**ACTION ITEM**
Restrict the output to the lines below starting at the one that contains "Target: gray pants" and ending at the one that contains "Target: brown work boot", and restate them word for word, both ends included.

[Opening PROVIDED ENTRIES section]

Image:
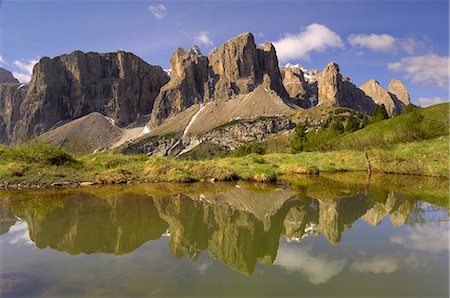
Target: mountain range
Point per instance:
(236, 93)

[Closing PROVIDED ENTRIES section]
[Opening PROVIDED ENTRIES section]

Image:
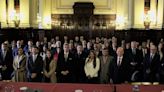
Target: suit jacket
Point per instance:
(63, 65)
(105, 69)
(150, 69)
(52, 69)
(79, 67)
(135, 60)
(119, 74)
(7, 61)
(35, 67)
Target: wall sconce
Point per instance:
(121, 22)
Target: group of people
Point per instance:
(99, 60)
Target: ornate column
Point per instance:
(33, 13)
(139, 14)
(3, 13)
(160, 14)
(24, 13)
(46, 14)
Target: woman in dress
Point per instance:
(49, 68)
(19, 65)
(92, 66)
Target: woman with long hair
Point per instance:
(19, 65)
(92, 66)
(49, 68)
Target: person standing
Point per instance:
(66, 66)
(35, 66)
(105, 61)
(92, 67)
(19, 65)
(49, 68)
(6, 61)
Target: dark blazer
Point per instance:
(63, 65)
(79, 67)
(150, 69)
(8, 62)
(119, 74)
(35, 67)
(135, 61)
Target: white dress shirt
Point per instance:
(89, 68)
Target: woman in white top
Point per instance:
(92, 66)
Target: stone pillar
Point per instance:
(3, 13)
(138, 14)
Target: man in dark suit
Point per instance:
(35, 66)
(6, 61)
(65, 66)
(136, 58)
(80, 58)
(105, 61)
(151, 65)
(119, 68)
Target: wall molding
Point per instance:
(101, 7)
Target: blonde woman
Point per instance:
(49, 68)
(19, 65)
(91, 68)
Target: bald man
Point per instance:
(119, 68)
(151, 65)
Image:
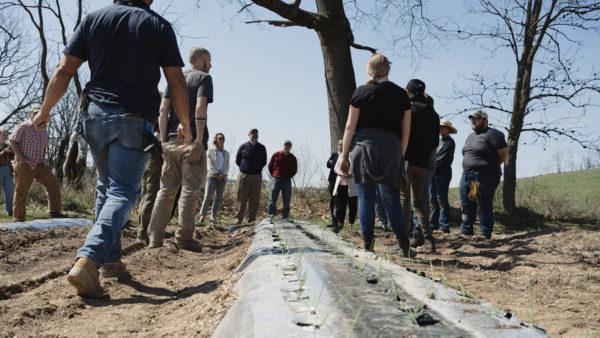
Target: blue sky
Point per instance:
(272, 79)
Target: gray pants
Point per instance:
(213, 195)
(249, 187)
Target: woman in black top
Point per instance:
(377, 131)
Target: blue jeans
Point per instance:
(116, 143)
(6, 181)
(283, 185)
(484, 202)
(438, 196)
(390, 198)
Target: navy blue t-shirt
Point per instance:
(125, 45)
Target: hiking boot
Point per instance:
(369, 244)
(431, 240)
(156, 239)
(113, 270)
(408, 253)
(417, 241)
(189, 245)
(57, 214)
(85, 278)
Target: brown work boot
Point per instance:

[Closing PROVIDED ENTRIES section]
[Opening PROVIDED ENTRIES section]

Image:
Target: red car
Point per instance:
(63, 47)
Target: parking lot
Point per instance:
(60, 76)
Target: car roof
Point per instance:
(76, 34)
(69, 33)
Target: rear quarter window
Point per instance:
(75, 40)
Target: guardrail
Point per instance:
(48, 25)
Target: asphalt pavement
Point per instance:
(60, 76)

[Closing PROVIDED ENTRIES section]

**OUTPUT FOR THIS TASK**
Target: gray pants
Point per instance:
(213, 195)
(249, 187)
Target: woman in black top
Point per instance:
(377, 131)
Target: blue jeans
Point per instance:
(116, 143)
(6, 181)
(283, 185)
(484, 202)
(438, 196)
(390, 198)
Target: navy blue t-shirt
Point per instance:
(125, 45)
Target: hiking boot
Point per instance:
(369, 244)
(431, 240)
(156, 239)
(113, 270)
(408, 253)
(417, 241)
(189, 245)
(57, 214)
(85, 278)
Target: brown work boot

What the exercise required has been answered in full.